What you should do
Turn the lines of the listing below into a numbered list, leaving out blank lines, covering only everything from the line containing "Where can the bus bumper" down to the line containing "<point>155,264</point>", both included.

Information shown
····················

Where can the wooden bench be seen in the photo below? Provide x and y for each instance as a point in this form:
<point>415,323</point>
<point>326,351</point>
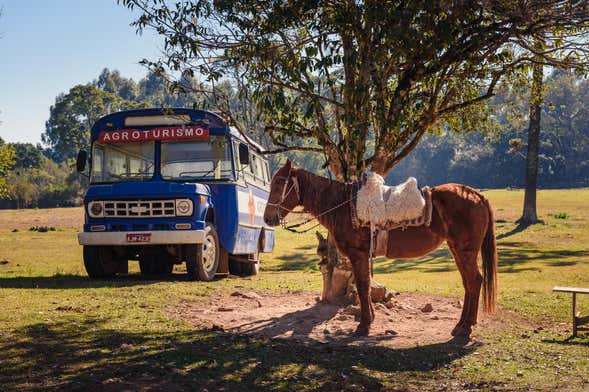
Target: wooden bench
<point>578,321</point>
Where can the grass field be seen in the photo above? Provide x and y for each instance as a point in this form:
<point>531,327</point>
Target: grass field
<point>58,329</point>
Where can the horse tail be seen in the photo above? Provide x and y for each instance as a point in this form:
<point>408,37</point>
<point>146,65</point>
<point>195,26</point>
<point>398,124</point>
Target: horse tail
<point>489,254</point>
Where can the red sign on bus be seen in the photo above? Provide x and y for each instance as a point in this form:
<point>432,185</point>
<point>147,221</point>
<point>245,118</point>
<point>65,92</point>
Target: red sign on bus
<point>167,133</point>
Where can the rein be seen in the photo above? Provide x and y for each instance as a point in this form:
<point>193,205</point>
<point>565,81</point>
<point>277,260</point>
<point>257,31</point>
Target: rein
<point>284,195</point>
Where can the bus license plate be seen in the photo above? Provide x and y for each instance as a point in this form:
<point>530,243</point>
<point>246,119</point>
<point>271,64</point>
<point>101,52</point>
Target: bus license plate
<point>139,237</point>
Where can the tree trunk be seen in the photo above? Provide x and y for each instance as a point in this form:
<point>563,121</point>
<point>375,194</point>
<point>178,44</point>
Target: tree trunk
<point>529,215</point>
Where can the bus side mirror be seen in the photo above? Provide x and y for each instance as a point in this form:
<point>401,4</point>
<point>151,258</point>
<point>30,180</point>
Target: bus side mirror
<point>81,160</point>
<point>244,154</point>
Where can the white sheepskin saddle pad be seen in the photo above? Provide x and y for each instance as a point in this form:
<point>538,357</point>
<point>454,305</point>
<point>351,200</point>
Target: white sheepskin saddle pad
<point>389,206</point>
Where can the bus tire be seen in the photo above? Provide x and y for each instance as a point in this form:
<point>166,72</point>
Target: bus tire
<point>202,260</point>
<point>100,262</point>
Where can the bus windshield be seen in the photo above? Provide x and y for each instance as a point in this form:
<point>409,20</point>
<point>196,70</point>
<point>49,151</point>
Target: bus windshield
<point>122,162</point>
<point>207,159</point>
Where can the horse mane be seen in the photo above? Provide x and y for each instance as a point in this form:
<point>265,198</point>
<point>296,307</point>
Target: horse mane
<point>319,194</point>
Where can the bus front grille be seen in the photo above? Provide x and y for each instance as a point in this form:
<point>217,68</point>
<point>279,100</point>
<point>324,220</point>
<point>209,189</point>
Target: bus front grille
<point>140,209</point>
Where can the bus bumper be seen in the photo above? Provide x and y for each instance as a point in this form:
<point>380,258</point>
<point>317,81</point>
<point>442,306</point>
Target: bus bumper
<point>160,237</point>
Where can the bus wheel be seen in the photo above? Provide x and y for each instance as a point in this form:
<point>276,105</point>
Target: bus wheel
<point>202,260</point>
<point>100,261</point>
<point>155,264</point>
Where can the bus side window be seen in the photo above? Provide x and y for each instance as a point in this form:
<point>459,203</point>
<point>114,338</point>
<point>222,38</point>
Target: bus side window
<point>260,177</point>
<point>267,172</point>
<point>243,170</point>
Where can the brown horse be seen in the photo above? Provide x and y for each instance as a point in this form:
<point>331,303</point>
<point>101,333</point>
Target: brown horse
<point>461,216</point>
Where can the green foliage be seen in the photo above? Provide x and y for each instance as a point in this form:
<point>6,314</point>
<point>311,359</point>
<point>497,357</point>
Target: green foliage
<point>27,155</point>
<point>346,75</point>
<point>74,113</point>
<point>7,155</point>
<point>50,184</point>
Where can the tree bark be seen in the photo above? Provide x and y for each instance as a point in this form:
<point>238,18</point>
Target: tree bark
<point>529,215</point>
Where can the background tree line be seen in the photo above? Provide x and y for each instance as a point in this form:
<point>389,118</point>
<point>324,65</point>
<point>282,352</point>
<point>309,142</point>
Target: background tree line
<point>43,175</point>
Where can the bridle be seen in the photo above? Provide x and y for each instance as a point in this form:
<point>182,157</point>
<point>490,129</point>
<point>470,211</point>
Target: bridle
<point>285,192</point>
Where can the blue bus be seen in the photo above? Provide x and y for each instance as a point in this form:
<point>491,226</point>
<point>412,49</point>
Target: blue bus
<point>171,186</point>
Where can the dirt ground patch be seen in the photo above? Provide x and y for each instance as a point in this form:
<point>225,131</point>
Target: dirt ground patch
<point>51,217</point>
<point>406,321</point>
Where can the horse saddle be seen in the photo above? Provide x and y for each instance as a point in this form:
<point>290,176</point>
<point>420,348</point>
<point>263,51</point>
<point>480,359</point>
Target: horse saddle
<point>389,207</point>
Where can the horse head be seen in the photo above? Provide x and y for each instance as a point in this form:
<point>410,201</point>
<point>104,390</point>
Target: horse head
<point>284,195</point>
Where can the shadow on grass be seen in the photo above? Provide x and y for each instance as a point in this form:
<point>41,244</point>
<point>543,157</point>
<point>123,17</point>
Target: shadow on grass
<point>87,355</point>
<point>581,340</point>
<point>513,255</point>
<point>295,262</point>
<point>79,281</point>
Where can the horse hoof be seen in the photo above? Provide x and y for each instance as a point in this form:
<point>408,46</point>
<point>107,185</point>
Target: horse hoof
<point>362,330</point>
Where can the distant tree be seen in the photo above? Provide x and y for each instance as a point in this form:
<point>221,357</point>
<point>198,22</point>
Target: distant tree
<point>565,125</point>
<point>529,214</point>
<point>114,83</point>
<point>27,155</point>
<point>6,164</point>
<point>72,116</point>
<point>364,80</point>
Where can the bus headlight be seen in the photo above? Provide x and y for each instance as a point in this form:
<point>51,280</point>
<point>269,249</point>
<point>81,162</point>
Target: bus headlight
<point>96,209</point>
<point>184,207</point>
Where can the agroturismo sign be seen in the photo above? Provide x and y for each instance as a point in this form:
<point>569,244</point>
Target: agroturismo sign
<point>167,133</point>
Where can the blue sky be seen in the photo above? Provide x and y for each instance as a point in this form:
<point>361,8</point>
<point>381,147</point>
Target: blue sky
<point>49,46</point>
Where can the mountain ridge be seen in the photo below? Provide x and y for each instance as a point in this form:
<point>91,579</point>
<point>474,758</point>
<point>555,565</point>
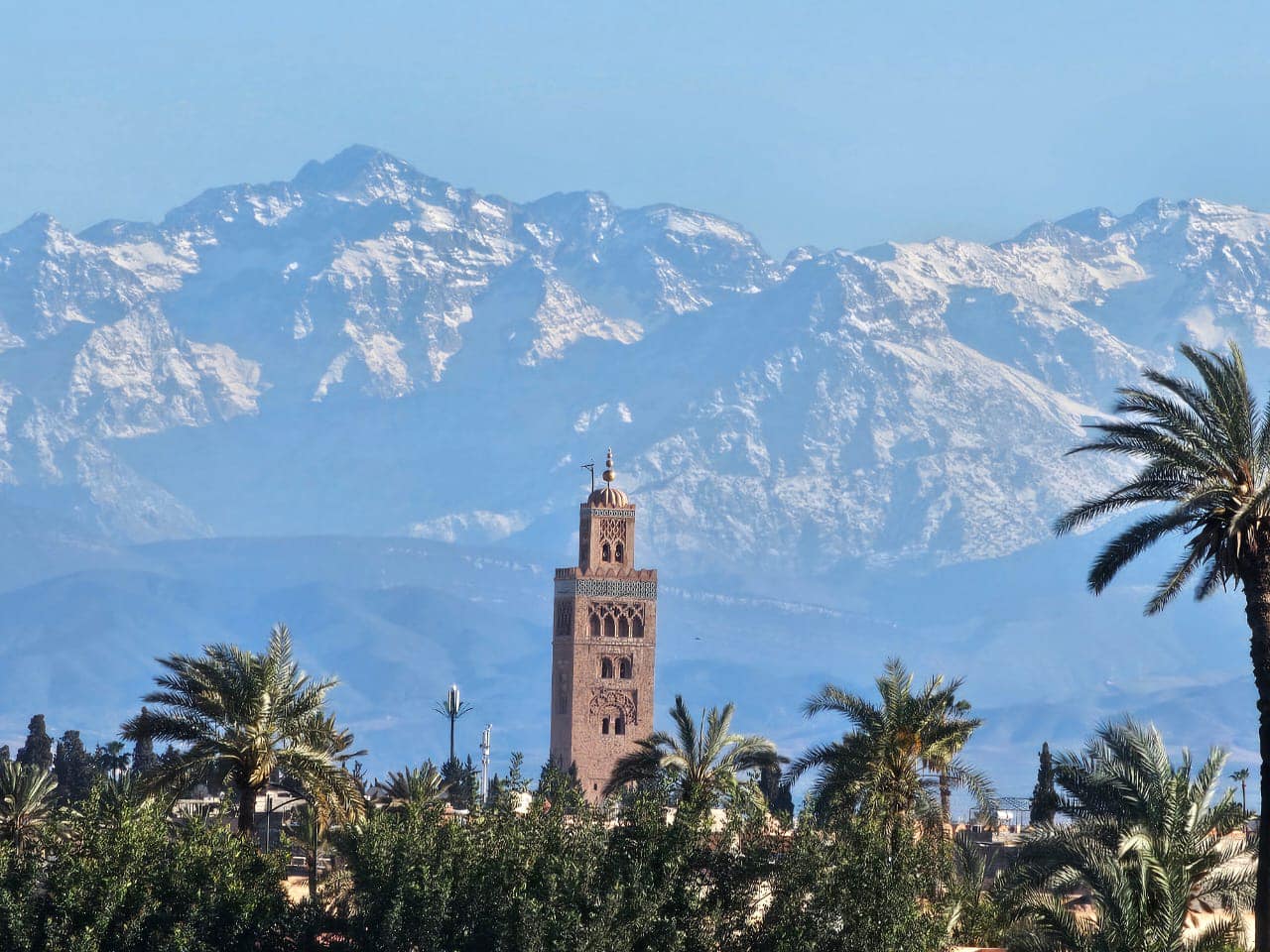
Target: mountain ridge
<point>363,282</point>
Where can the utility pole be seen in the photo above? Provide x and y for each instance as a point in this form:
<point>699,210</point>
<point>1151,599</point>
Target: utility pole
<point>484,763</point>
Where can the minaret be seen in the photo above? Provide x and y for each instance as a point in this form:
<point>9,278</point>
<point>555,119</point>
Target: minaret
<point>603,643</point>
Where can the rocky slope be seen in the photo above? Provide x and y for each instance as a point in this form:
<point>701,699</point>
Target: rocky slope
<point>444,361</point>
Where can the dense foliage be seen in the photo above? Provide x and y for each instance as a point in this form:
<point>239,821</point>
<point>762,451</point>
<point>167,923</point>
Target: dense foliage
<point>1203,449</point>
<point>1156,849</point>
<point>556,879</point>
<point>695,848</point>
<point>119,876</point>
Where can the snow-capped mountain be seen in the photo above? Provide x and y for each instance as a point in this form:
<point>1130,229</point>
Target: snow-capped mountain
<point>365,326</point>
<point>829,451</point>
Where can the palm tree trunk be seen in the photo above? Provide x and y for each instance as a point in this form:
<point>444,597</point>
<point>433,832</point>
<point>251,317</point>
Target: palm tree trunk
<point>246,812</point>
<point>1256,593</point>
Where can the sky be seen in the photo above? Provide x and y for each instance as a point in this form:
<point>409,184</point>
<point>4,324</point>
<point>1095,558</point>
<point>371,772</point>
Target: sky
<point>825,123</point>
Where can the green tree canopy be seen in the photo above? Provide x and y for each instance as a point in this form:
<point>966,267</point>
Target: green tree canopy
<point>39,749</point>
<point>701,758</point>
<point>244,716</point>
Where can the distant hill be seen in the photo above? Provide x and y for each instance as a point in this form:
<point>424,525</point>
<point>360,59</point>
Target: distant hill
<point>348,399</point>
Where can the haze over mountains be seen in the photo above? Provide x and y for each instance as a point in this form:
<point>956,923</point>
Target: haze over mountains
<point>358,400</point>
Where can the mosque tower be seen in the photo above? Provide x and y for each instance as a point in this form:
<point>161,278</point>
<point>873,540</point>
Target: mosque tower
<point>603,643</point>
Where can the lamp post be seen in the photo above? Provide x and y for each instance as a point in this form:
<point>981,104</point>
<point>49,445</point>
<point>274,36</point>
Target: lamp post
<point>484,763</point>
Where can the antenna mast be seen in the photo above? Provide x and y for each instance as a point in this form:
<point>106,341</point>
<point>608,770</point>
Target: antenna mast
<point>484,763</point>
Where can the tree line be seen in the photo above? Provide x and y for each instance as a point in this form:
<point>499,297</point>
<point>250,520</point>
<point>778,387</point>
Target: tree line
<point>695,847</point>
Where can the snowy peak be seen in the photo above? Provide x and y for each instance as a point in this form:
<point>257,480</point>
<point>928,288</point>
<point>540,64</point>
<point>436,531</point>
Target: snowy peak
<point>786,416</point>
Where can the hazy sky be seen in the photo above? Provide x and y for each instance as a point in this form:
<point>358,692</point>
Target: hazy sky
<point>826,123</point>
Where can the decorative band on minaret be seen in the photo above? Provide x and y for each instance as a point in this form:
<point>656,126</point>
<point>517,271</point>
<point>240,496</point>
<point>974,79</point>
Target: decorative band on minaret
<point>603,643</point>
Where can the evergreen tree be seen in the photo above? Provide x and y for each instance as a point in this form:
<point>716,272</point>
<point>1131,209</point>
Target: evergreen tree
<point>461,780</point>
<point>144,758</point>
<point>39,749</point>
<point>779,796</point>
<point>557,784</point>
<point>73,769</point>
<point>1044,796</point>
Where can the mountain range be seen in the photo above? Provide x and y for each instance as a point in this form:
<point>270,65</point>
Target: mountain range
<point>361,399</point>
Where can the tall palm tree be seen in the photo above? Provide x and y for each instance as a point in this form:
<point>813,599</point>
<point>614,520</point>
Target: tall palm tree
<point>244,716</point>
<point>1205,453</point>
<point>702,758</point>
<point>898,756</point>
<point>412,785</point>
<point>27,802</point>
<point>1150,844</point>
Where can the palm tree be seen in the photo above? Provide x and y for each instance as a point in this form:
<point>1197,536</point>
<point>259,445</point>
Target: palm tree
<point>245,716</point>
<point>1241,777</point>
<point>1205,453</point>
<point>1150,844</point>
<point>898,751</point>
<point>412,785</point>
<point>702,758</point>
<point>27,802</point>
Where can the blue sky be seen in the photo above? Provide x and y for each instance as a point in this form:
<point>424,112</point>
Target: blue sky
<point>828,123</point>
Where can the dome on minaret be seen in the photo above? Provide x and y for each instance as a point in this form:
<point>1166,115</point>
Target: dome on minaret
<point>608,497</point>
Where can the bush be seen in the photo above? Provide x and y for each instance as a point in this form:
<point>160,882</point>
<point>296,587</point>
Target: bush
<point>121,878</point>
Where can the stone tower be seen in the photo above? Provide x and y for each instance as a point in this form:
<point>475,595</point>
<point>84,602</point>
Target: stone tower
<point>603,643</point>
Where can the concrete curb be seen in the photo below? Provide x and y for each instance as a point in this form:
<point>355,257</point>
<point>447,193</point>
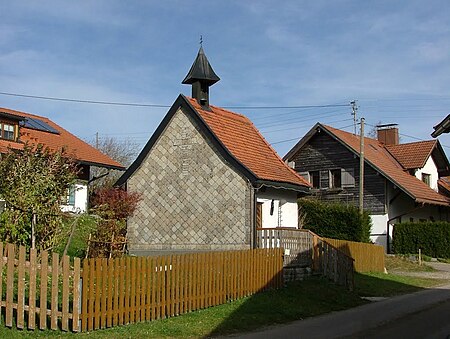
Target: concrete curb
<point>354,320</point>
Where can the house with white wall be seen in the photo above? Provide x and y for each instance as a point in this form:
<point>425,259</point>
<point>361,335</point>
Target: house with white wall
<point>400,180</point>
<point>207,178</point>
<point>18,128</point>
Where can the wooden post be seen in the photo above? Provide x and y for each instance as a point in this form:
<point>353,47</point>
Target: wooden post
<point>361,168</point>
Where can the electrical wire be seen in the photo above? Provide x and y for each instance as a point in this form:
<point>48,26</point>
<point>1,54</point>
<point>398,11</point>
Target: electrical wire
<point>159,105</point>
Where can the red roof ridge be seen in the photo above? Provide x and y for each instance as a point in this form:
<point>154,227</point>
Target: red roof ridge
<point>21,113</point>
<point>275,173</point>
<point>74,146</point>
<point>417,189</point>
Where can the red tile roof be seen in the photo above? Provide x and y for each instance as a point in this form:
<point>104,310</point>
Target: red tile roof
<point>383,161</point>
<point>243,140</point>
<point>412,155</point>
<point>80,150</point>
<point>444,182</point>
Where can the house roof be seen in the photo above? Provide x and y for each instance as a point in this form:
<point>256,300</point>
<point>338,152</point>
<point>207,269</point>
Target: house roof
<point>377,156</point>
<point>55,138</point>
<point>442,127</point>
<point>412,155</point>
<point>444,184</point>
<point>238,140</point>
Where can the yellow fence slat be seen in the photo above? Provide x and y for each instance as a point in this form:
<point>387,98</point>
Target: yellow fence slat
<point>21,288</point>
<point>10,285</point>
<point>76,295</point>
<point>32,290</point>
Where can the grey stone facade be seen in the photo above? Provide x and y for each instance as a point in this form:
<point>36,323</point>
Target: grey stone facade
<point>192,199</point>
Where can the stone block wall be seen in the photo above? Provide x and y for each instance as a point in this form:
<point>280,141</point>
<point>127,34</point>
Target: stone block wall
<point>192,199</point>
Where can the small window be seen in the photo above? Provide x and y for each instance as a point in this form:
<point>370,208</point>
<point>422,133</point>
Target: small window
<point>71,196</point>
<point>7,131</point>
<point>314,179</point>
<point>335,178</point>
<point>348,177</point>
<point>426,178</point>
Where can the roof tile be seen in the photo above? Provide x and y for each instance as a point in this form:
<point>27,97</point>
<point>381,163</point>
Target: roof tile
<point>377,154</point>
<point>243,140</point>
<point>412,155</point>
<point>78,149</point>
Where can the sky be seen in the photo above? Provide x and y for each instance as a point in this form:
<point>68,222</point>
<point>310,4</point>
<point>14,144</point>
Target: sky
<point>273,58</point>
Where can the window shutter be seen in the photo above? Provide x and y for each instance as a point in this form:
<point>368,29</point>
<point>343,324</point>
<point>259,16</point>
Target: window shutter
<point>348,177</point>
<point>324,179</point>
<point>305,176</point>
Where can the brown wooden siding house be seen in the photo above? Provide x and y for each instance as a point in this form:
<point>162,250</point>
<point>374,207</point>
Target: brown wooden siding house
<point>400,180</point>
<point>205,175</point>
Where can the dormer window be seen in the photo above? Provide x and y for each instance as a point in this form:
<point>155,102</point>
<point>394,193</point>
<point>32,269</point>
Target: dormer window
<point>8,131</point>
<point>426,178</point>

····················

Solution for this exercise
1. Where can the bus bumper be seen in the photo above? Provide x and y for each instance as a point in this form:
2. <point>380,258</point>
3. <point>317,81</point>
4. <point>442,306</point>
5. Target: bus bumper
6. <point>160,237</point>
7. Where can the bus wheel be seen in the photo above? Provide x and y for each instance as a point in this form:
8. <point>276,105</point>
9. Target: bus wheel
10. <point>202,260</point>
11. <point>100,261</point>
12. <point>155,264</point>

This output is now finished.